#### Kutipan:
Kapan kekerasan geng dimulai? Kebanyakan ahli menelusuri fenomena ini sejak era mantan Presiden Haiti Francois “Papa Doc” Duvalier dan putranya, Jean-Claude “Baby Doc” Duvalier, yang masa kediktatorannya berlangsung selama 29 tahun. Keluarga Duvalier mendirikan dan menggunakan kelompok paramiliter, Tontons Macoutes yang sangat ditakuti, untuk membasmi oposisi terhadap pemerintahan mereka. Brigade tersebut membunuh dan menyiksa ribuan orang.

Robert Fatton, pakar Haiti dan profesor di Universitas Virginia, mengatakan geng bersenjata bukanlah fenomena baru di Haiti. “Mereka telah menjadi bagian dari sejarah negara ini sejak lama,” katanya kepada Al Jazeera. Namun Fatton menjelaskan kelompok bersenjata di Haiti saat ini berbeda.

#### Materi Tersedia:
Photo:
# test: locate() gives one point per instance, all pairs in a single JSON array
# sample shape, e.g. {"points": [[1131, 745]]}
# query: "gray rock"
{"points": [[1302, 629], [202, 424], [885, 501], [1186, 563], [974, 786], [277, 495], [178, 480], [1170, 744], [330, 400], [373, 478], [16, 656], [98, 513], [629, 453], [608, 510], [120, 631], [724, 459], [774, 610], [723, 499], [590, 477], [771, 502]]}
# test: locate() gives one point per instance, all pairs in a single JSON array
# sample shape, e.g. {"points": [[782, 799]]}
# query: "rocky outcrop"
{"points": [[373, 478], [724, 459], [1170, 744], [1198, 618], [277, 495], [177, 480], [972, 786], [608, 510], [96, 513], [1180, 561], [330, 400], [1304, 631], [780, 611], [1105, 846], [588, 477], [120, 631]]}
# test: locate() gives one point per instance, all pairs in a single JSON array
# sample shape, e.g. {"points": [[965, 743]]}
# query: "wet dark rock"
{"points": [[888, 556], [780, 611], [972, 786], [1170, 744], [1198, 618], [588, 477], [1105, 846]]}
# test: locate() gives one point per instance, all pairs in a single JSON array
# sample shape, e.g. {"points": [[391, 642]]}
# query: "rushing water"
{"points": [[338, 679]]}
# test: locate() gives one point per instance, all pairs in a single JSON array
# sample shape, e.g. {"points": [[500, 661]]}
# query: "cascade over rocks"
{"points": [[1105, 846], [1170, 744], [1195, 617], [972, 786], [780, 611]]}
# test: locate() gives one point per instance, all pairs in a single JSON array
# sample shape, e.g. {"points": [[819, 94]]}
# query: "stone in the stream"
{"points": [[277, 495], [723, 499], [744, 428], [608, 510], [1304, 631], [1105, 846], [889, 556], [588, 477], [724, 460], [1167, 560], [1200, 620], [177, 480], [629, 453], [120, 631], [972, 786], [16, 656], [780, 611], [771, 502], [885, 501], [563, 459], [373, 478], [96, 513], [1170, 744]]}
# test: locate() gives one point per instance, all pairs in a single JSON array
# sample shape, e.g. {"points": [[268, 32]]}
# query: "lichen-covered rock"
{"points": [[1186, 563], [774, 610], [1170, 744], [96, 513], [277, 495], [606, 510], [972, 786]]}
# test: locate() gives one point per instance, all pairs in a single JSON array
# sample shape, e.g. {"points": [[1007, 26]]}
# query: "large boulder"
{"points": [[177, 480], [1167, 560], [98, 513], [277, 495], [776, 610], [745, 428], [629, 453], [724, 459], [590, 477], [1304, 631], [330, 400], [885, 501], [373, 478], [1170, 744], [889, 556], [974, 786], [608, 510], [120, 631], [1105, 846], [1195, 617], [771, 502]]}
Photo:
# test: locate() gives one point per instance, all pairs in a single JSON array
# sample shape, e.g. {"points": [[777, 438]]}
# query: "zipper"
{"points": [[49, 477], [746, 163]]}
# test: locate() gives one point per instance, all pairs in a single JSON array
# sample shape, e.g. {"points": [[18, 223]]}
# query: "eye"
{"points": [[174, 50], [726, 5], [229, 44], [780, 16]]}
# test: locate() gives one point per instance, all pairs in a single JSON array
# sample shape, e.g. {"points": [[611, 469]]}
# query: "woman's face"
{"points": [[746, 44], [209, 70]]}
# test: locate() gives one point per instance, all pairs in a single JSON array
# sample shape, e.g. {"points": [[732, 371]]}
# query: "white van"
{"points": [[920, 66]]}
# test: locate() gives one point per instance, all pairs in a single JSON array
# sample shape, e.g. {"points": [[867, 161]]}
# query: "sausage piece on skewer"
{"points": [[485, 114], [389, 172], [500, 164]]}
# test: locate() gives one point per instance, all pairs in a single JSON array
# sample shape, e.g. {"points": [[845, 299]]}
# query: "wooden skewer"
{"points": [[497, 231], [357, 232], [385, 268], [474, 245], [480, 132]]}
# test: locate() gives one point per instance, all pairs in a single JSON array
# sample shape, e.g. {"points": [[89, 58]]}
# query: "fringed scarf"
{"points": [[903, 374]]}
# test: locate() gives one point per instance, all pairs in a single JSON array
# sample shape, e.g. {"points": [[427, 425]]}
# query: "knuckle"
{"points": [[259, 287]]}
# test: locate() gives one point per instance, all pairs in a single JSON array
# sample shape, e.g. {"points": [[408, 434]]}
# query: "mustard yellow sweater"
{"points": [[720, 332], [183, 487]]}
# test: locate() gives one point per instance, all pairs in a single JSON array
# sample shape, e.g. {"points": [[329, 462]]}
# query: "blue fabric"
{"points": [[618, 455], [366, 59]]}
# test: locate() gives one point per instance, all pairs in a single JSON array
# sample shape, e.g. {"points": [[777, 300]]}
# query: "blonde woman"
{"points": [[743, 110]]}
* * *
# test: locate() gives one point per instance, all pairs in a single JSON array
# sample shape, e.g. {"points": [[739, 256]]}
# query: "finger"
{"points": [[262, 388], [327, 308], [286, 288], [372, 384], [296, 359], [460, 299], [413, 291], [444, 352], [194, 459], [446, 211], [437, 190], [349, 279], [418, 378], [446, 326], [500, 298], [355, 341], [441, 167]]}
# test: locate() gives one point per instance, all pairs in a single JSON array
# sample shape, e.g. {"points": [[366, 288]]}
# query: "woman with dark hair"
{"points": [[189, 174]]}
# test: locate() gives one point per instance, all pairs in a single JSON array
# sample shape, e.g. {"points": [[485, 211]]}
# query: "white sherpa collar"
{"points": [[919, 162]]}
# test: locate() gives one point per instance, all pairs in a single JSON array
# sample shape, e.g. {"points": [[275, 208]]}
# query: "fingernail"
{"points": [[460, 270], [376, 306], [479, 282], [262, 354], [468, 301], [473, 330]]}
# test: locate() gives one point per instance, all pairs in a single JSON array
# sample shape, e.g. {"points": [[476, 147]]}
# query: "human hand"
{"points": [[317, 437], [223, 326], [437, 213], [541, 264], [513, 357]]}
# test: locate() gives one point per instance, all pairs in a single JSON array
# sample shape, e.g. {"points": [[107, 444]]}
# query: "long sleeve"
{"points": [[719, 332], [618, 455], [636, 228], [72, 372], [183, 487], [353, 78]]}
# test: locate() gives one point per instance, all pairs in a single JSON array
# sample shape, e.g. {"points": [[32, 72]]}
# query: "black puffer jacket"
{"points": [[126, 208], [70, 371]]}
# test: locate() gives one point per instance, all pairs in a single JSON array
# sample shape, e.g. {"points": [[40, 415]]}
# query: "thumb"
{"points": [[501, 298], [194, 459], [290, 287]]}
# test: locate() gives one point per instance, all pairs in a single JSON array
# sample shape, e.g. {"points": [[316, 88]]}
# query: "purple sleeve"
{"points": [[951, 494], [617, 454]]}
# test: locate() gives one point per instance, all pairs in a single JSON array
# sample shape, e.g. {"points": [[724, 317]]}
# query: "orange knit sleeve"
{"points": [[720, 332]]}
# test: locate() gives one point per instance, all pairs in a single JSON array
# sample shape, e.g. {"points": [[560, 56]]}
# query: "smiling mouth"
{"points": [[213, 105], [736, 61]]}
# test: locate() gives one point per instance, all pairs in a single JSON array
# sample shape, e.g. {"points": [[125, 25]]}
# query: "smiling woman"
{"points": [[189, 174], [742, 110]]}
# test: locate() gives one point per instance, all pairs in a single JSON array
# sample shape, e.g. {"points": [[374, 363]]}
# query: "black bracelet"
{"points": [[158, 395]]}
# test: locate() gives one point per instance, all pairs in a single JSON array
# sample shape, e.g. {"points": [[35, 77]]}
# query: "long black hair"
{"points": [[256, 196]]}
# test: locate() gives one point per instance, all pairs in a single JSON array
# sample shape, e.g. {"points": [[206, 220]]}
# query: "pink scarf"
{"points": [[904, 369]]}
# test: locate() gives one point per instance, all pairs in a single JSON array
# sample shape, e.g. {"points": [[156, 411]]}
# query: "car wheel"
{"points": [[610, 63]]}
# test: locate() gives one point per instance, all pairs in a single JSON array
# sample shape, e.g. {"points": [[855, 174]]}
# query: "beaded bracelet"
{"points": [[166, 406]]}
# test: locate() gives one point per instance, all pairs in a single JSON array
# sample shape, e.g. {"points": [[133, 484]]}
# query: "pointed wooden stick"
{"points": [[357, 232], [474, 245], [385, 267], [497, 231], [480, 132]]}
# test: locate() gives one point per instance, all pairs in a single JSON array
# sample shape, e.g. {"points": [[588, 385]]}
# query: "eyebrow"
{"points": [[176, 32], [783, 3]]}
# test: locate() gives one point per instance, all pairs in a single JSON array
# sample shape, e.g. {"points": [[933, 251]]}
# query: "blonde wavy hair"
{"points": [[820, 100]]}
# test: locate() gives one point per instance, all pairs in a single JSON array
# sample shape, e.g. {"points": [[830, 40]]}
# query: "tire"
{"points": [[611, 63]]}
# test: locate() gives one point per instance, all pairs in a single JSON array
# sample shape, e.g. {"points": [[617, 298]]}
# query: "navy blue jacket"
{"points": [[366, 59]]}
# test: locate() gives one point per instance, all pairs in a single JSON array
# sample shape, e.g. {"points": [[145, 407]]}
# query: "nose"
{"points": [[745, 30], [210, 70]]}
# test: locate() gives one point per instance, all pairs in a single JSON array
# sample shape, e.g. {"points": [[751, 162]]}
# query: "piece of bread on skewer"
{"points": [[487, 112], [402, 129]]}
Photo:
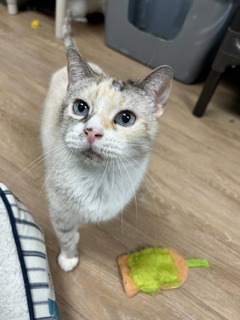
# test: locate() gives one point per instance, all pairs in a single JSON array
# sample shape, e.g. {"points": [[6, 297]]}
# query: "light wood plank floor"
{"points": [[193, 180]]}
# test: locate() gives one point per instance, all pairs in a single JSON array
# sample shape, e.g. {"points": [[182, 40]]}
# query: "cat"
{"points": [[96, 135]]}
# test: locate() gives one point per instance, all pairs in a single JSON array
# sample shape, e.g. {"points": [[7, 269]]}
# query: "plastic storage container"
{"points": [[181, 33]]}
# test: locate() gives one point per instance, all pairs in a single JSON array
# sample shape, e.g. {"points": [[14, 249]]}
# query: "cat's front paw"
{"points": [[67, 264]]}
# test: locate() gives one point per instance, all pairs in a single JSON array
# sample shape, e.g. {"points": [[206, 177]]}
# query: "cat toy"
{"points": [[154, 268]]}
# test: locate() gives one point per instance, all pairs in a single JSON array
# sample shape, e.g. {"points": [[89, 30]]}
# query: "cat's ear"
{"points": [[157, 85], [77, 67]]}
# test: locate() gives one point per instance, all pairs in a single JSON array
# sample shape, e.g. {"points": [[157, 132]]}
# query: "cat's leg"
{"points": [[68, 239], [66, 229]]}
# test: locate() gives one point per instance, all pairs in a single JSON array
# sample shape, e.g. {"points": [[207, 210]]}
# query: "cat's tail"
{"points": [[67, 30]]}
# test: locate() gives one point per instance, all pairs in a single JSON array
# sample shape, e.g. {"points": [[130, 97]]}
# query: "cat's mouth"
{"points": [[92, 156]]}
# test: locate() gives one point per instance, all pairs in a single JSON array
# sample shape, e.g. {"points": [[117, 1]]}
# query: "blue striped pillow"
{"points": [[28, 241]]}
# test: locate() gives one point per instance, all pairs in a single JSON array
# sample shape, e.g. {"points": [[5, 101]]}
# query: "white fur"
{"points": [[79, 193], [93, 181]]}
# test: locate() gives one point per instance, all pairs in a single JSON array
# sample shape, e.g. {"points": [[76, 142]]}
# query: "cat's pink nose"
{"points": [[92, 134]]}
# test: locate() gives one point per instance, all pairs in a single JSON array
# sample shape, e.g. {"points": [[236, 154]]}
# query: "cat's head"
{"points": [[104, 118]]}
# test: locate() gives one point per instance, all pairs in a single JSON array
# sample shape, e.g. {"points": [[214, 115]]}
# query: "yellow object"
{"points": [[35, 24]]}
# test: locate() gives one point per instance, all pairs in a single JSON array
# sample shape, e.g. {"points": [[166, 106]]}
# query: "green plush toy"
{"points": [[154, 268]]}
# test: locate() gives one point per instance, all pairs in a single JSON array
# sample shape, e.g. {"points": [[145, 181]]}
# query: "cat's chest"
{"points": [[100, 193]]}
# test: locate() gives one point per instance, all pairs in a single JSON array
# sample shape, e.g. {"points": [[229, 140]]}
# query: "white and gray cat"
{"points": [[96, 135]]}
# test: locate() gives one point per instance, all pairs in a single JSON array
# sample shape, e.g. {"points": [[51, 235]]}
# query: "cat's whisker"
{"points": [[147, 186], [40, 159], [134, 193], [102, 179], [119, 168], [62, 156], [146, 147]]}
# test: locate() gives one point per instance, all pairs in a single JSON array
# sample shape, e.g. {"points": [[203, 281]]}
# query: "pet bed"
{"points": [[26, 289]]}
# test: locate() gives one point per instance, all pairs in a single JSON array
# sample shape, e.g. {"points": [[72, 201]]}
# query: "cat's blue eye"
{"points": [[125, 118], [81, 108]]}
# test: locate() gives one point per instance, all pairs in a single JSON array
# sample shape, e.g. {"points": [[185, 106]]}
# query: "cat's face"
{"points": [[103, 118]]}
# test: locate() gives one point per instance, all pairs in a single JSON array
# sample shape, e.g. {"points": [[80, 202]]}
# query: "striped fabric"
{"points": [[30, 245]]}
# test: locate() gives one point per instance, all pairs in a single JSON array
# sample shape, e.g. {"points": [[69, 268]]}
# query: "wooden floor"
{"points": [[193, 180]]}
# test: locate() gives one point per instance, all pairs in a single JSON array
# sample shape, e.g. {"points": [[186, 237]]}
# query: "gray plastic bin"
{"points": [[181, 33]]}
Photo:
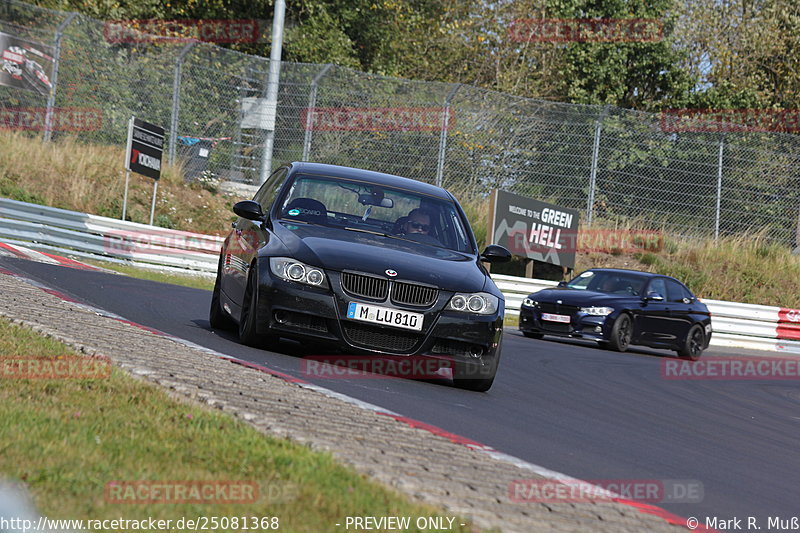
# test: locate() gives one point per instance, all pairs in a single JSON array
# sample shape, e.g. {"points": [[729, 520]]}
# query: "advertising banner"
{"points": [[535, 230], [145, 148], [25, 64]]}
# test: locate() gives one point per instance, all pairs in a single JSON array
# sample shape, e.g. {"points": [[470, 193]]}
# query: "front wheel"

#### Tujuan Tugas:
Tentukan apakah tiap pernyataan di bawah ini sesuai dengan kutipan tentang kekerasan geng di Haiti. Jawab ya atau tidak untuk masing-masing, disertai kata-kata penentu yang disalin persis dari kutipan.
1. Masa kediktatoran keluarga Duvalier berlangsung selama 29 tahun.
2. Menurut Robert Fatton, geng bersenjata merupakan fenomena baru di Haiti.
3. Keluarga Duvalier menggunakan Tontons Macoutes untuk melindungi oposisi.
Materi ini diambil dari sumber yang berbeda.

#### Jawaban Latihan:
1. Ya: "yang masa kediktatorannya berlangsung selama 29 tahun"
2. Tidak: "geng bersenjata bukanlah fenomena baru di Haiti"
3. Tidak: "untuk membasmi oposisi terhadap pemerintahan mereka"